### EXCERPTED RECORDS ###
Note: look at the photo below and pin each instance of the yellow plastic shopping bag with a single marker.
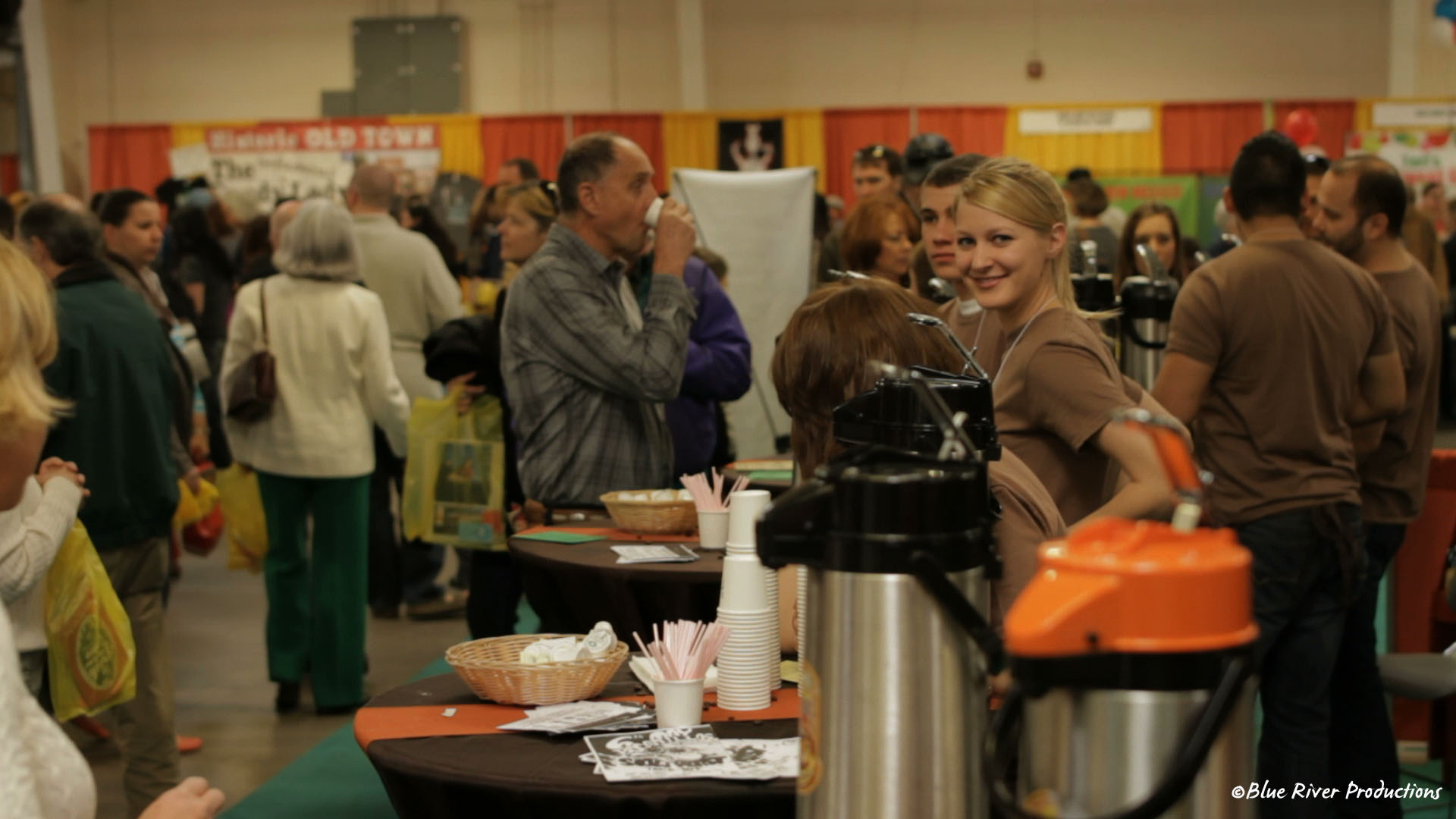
(455, 474)
(88, 634)
(194, 507)
(246, 525)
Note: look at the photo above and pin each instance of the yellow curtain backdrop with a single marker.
(691, 137)
(689, 140)
(196, 133)
(1106, 155)
(459, 140)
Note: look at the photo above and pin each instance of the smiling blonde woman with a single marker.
(1055, 379)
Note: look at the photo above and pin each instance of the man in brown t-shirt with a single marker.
(1362, 207)
(1276, 347)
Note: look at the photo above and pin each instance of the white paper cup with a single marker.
(712, 529)
(653, 212)
(679, 703)
(743, 585)
(743, 515)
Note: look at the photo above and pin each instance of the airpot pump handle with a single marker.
(932, 577)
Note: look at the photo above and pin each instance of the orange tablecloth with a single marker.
(612, 534)
(414, 722)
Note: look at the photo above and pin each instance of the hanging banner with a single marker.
(750, 145)
(1085, 120)
(1420, 156)
(324, 136)
(1413, 114)
(316, 159)
(1178, 193)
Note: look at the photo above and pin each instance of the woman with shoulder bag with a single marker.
(306, 375)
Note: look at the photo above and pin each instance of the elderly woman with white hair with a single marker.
(313, 452)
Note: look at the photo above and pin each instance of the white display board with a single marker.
(762, 222)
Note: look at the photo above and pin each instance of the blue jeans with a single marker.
(1307, 566)
(1362, 744)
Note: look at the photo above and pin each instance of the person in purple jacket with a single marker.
(718, 366)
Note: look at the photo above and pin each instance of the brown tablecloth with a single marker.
(571, 586)
(535, 776)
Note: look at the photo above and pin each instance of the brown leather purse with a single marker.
(254, 387)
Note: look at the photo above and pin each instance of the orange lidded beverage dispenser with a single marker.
(1131, 654)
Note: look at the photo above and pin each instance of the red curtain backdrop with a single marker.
(846, 131)
(970, 130)
(1204, 137)
(642, 129)
(542, 139)
(1335, 118)
(128, 156)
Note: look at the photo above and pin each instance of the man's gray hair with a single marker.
(69, 235)
(319, 243)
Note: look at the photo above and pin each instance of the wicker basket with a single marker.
(651, 516)
(494, 670)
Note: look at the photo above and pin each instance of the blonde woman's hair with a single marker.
(538, 200)
(1028, 196)
(28, 343)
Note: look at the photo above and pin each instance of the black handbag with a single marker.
(254, 388)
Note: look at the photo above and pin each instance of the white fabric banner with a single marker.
(1085, 120)
(1413, 114)
(762, 222)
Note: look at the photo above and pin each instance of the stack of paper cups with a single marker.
(748, 661)
(743, 516)
(801, 604)
(753, 629)
(745, 510)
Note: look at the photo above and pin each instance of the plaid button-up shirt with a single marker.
(585, 388)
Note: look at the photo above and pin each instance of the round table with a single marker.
(571, 586)
(530, 776)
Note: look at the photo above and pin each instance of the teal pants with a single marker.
(316, 604)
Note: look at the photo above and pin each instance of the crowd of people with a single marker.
(1304, 363)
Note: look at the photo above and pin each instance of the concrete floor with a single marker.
(216, 627)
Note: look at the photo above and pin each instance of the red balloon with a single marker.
(1302, 127)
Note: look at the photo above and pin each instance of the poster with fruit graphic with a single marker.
(1420, 156)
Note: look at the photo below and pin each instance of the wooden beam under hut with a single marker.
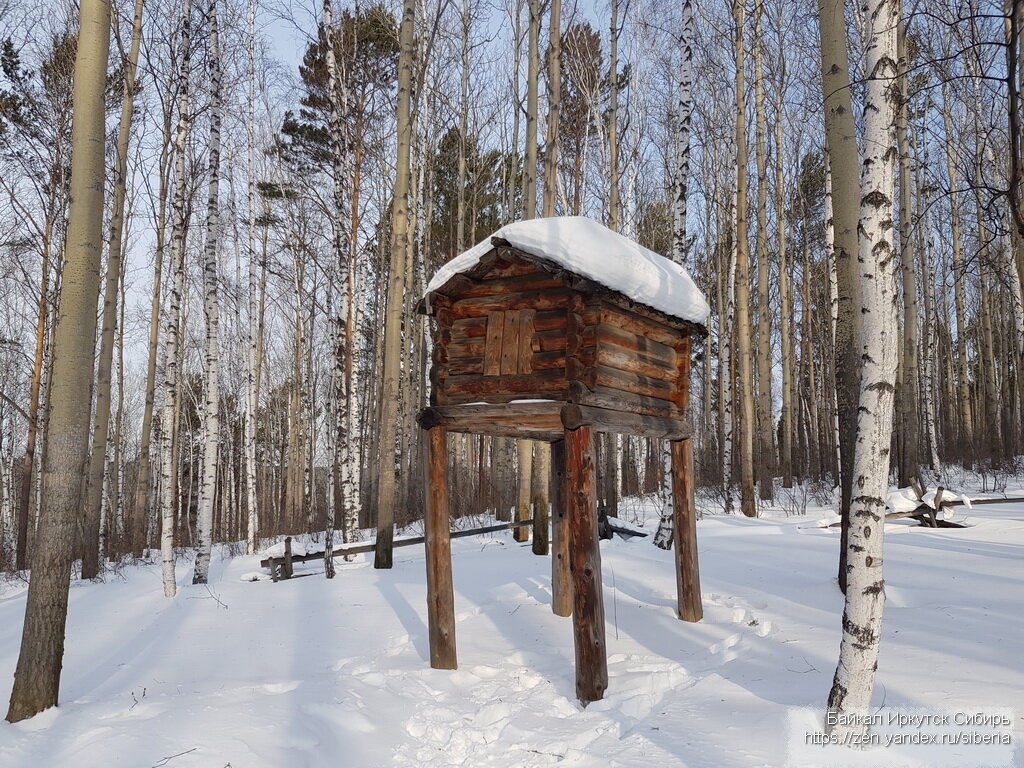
(275, 563)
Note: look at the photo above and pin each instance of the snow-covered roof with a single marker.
(590, 250)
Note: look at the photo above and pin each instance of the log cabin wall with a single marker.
(515, 328)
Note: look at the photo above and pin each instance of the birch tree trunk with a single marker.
(532, 110)
(745, 372)
(784, 293)
(211, 308)
(765, 420)
(395, 287)
(908, 375)
(851, 691)
(179, 223)
(101, 421)
(253, 328)
(37, 677)
(841, 144)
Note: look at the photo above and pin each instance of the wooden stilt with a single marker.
(685, 535)
(561, 581)
(440, 598)
(585, 565)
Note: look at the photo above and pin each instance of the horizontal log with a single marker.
(636, 363)
(548, 360)
(465, 366)
(609, 334)
(646, 327)
(540, 300)
(523, 420)
(524, 384)
(604, 420)
(355, 549)
(465, 349)
(469, 328)
(634, 384)
(619, 400)
(642, 310)
(554, 392)
(519, 284)
(547, 341)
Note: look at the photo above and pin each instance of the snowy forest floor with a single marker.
(313, 673)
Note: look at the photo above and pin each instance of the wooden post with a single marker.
(561, 582)
(440, 598)
(288, 557)
(685, 534)
(585, 565)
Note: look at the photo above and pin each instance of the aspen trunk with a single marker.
(851, 691)
(532, 82)
(765, 420)
(38, 674)
(101, 422)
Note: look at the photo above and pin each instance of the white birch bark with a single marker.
(851, 691)
(173, 322)
(211, 308)
(681, 144)
(252, 368)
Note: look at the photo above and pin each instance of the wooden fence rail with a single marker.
(281, 567)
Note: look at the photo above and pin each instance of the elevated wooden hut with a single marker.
(552, 330)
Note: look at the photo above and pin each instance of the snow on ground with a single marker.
(313, 673)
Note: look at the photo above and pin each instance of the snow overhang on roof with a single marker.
(590, 250)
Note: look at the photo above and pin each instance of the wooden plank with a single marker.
(493, 346)
(287, 562)
(524, 361)
(440, 595)
(689, 607)
(608, 334)
(574, 416)
(561, 580)
(585, 565)
(510, 343)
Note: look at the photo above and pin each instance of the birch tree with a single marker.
(211, 309)
(179, 223)
(851, 691)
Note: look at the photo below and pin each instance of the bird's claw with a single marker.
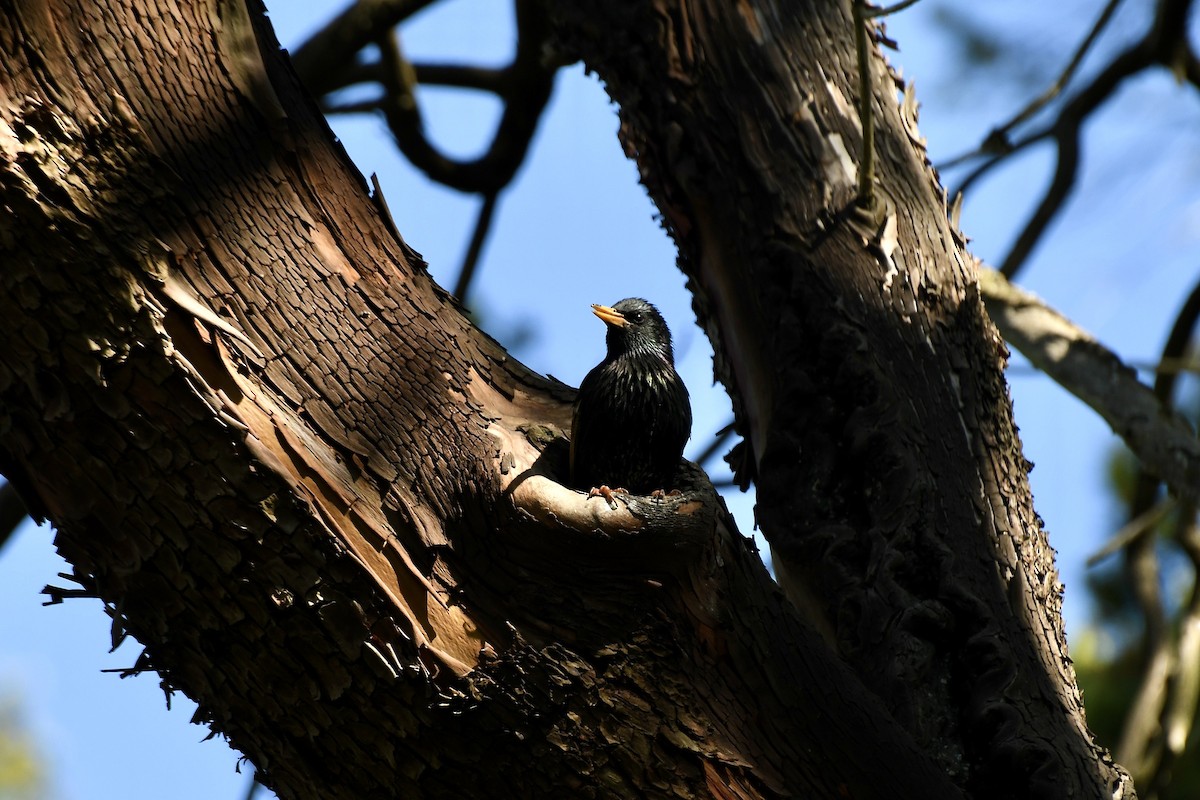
(610, 495)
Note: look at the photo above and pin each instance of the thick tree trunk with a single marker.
(324, 501)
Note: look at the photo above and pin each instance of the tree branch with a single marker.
(1077, 361)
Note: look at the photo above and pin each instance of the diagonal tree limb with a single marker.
(1091, 372)
(329, 55)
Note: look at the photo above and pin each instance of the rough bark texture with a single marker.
(322, 500)
(865, 374)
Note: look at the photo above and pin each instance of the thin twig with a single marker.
(483, 226)
(1140, 524)
(715, 445)
(997, 139)
(889, 10)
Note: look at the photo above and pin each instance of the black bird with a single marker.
(633, 415)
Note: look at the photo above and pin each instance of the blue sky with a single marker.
(577, 226)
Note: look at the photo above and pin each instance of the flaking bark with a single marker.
(325, 503)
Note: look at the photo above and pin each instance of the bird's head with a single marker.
(635, 326)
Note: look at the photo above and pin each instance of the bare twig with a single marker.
(1140, 524)
(889, 10)
(527, 88)
(997, 139)
(1164, 44)
(723, 438)
(483, 224)
(1143, 746)
(1056, 194)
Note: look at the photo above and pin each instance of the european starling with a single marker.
(633, 415)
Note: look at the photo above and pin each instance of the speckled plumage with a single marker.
(633, 415)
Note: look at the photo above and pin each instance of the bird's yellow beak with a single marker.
(610, 316)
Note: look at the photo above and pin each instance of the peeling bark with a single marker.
(325, 503)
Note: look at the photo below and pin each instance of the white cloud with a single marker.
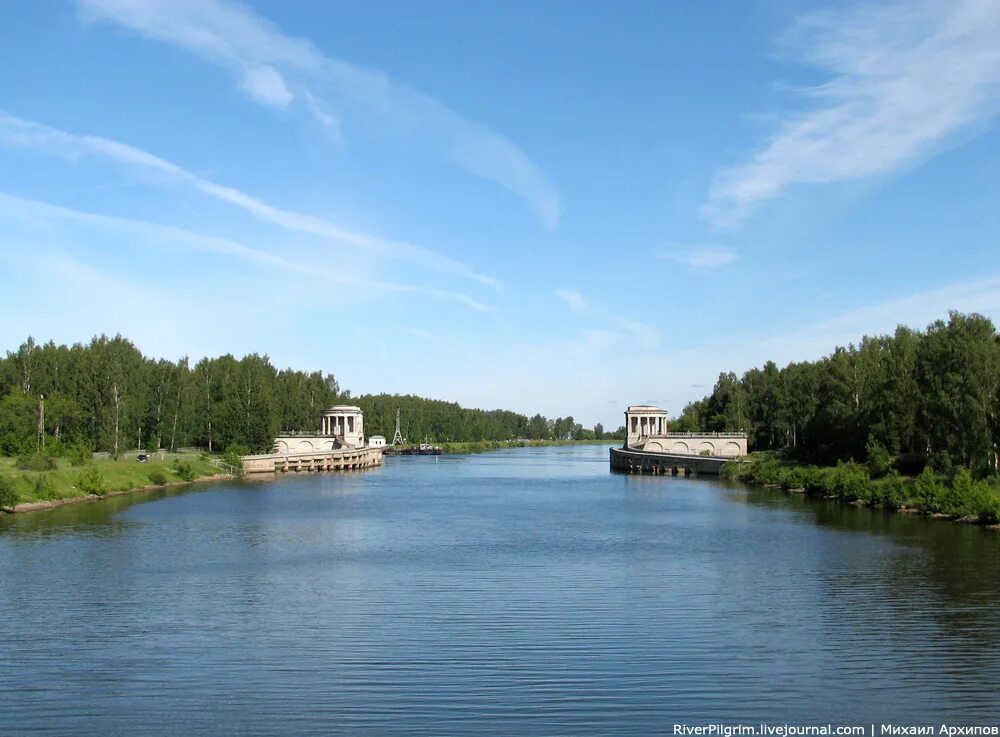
###
If an entry contains a picture, skip the picture and reproduce everything else exactly.

▶ **OUTPUT**:
Note: look at the photo below and pin each instance of the yellow plastic shopping bag with a single marker.
(455, 474)
(88, 634)
(194, 507)
(246, 525)
Note: look at the photo above and pin each instance of the yellow curtain backdrop with a single marker.
(691, 137)
(689, 140)
(196, 133)
(1106, 155)
(459, 140)
Note: look at the photo above and pin each instance of the smiling blonde woman with a single marker.
(1055, 379)
Note: look at the photo above and pin each instance of the man in brown t-shirt with a single marker.
(1362, 207)
(1276, 347)
Note: look at the photo above and pin each instance of the white paper cup with a single marker.
(712, 529)
(653, 212)
(679, 703)
(743, 585)
(743, 515)
Note: look at the photo above and pin each instance of the airpot pump handle with a single marker.
(932, 577)
Note: look at the photo above and pin each instance of the orange tablecloth with a single marker.
(612, 534)
(414, 722)
Note: look at the photo above and pin each instance of the hanging banner with a single marker.
(750, 145)
(1085, 120)
(1420, 156)
(324, 136)
(1413, 114)
(316, 159)
(1178, 193)
Note: look at the photo above and pin each instance of the woman with shoulder bag with a single marker.
(306, 375)
Note: look at the photo above and pin each instance of the elderly woman with white hair with a single marker.
(313, 452)
Note: look at the photo above and pin each instance of the white display board with a single marker.
(762, 222)
Note: look at the photo above and pin each instance of the blue jeans with a single marker.
(1307, 566)
(1362, 744)
Note: look at the photo above and pin each instance of the person in purple jacket with a single marker.
(718, 366)
Note: look at the photo above and pin each instance of the brown tablecloth with a single marker.
(571, 586)
(535, 776)
Note: look at the photo above and pin each instance of the brown leather purse with a single marker.
(254, 387)
Note: look at the photo above and pin each instance of the orange lidded beverage dispenser with a single marker.
(1131, 654)
Note: look at the photo above and pin each instance of the red curtain backdrop with a single marker.
(846, 131)
(970, 130)
(1204, 137)
(642, 129)
(542, 139)
(1335, 118)
(128, 156)
Note: look at the photo above and pin each instance of the man's gray hair with a single marker.
(69, 235)
(319, 243)
Note: look at the photo above and pin each instance of the wicker basket with a single marker.
(651, 516)
(494, 670)
Note: look at the photo above and pin each instance of the blonde woman's hair with a single marker.
(538, 200)
(1028, 196)
(28, 343)
Note: look at the photo above and pin each instance of the black handbag with a single marker.
(254, 388)
Note: look at the photo above and pin each instance of the white fabric banner with a single marker.
(1085, 120)
(1413, 114)
(762, 222)
Note: look at the photo above and pin each instance of the stack of paper cups with a single marker.
(748, 661)
(743, 516)
(801, 604)
(753, 629)
(745, 510)
Note: look at the photo above and pin each instance of the plaid button-up shirt with a single marker.
(585, 388)
Note: look at the photo above and pin each instance of the round table with a single marker.
(571, 586)
(530, 776)
Note: look at the photo above and pin each instance of the teal pants with a single marker.
(316, 604)
Note: look at the photo above and pin each instance of the crowd of people with a single marker.
(1304, 363)
Note: look at the photo above and pin each instance of the concrete floor with a single marker.
(216, 627)
Note: look at the photo above and pin each instance of the red balloon with a single marker.
(1302, 127)
Note: look at the photo above and pin each instance of the poster with fruit graphic with a single marker.
(1420, 156)
Note: look at the photo below and pin each instance of the wooden beam under hut with a single marker.
(275, 563)
Note: look at the photo above and pin each instance of the snow-covered roof with a single marker.
(590, 250)
Note: look at the photo above and pin each instance of the log cabin wall with a single marker.
(515, 328)
Note: look at the photo above and pin each instance of the birch tree trunk with a single marker.
(532, 110)
(745, 372)
(784, 293)
(211, 308)
(765, 420)
(395, 287)
(908, 375)
(851, 691)
(179, 223)
(101, 421)
(253, 328)
(37, 677)
(841, 144)
Note: look at the photo above and pin each instance of the wooden stilt with a single marker.
(685, 535)
(561, 581)
(440, 598)
(585, 565)
Note: look at the photo above and pin each instance of the horizontal log with a single marker.
(636, 363)
(548, 360)
(465, 366)
(609, 334)
(646, 327)
(540, 300)
(523, 420)
(524, 384)
(604, 420)
(355, 549)
(465, 349)
(469, 328)
(634, 384)
(619, 400)
(642, 310)
(554, 392)
(519, 284)
(547, 341)
Note: look at the photo above and pin each instance of the snowy forest floor with a single marker.
(313, 673)
Note: look at the photo above and pin each instance of the wooden post with a single marker.
(561, 582)
(440, 598)
(288, 557)
(685, 534)
(585, 565)
Note: look at the photo above and pin each instance of the aspen trunk with a single marker.
(851, 691)
(532, 82)
(765, 420)
(38, 674)
(101, 422)
Note: look at the photo above and pin each instance of the white birch bark with a single marker.
(851, 691)
(173, 322)
(211, 308)
(681, 144)
(252, 368)
Note: look at the photo above and pin each instance of the wooden fence rail with a single marker.
(281, 567)
Note: look at the photo above and pin each instance of the elevated wooden hut with a single marker.
(552, 330)
Note: look at the photo above and pin each instance of the snow on ground with a single marker.
(313, 673)
Note: look at the photo above and pin each instance of the snow overhang on roof with a single marker.
(590, 250)
Note: look at the photo above and pin each instance of the wooden plank with a single marker.
(493, 346)
(287, 562)
(524, 361)
(440, 595)
(689, 607)
(608, 334)
(574, 416)
(561, 580)
(585, 565)
(510, 343)
Note: look at the photo above and pin each instance of the birch tree with a single marker.
(211, 309)
(179, 223)
(851, 691)
Note: look at the photo below and pin each instance of the bird's claw with a single marker.
(610, 495)
Note: look at the photo above and pin each instance of the thick tree trunk with a single marker.
(324, 501)
Note: look at the photo above and pin each instance of the tree branch with a single marker.
(1077, 361)
Note: look at the photo above and pin each instance of the diagonal tree limb with a single marker.
(1091, 372)
(329, 55)
Note: look at the photo above and pin each instance of the rough bark texture with a single marker.
(322, 500)
(865, 374)
Note: look at the photo above and pin each instance of the thin twig with a single marker.
(483, 226)
(1140, 524)
(715, 445)
(997, 139)
(889, 10)
Note: look at the photo above and pin each instance of the black bird with a single marker.
(633, 415)
Note: look at the photo above and pin each instance of the blue sky with a single marker.
(577, 226)
Note: look at the photo above and pin each instance of the flaking bark with a single marker.
(325, 503)
Note: look at the photo above and pin each instance of the bird's head with a single marker.
(635, 326)
Note: look at the photo above and pin each instance of the bare twig with a single marker.
(1140, 524)
(889, 10)
(527, 88)
(997, 139)
(1164, 44)
(723, 438)
(483, 224)
(1143, 746)
(1056, 194)
Note: look at the photo above and pin each instance of the european starling with a single marker.
(633, 415)
Note: look at the photo above and pin each instance of the speckled plumage with a single marker.
(633, 415)
Note: look at the photo above and pin each instance of the bird's yellow beak with a single marker.
(610, 316)
Note: look at the photo above and pin each instance of the peeling bark with a single marker.
(325, 503)
Note: look at the photo below and pin each instance of the white cloud with a single marker.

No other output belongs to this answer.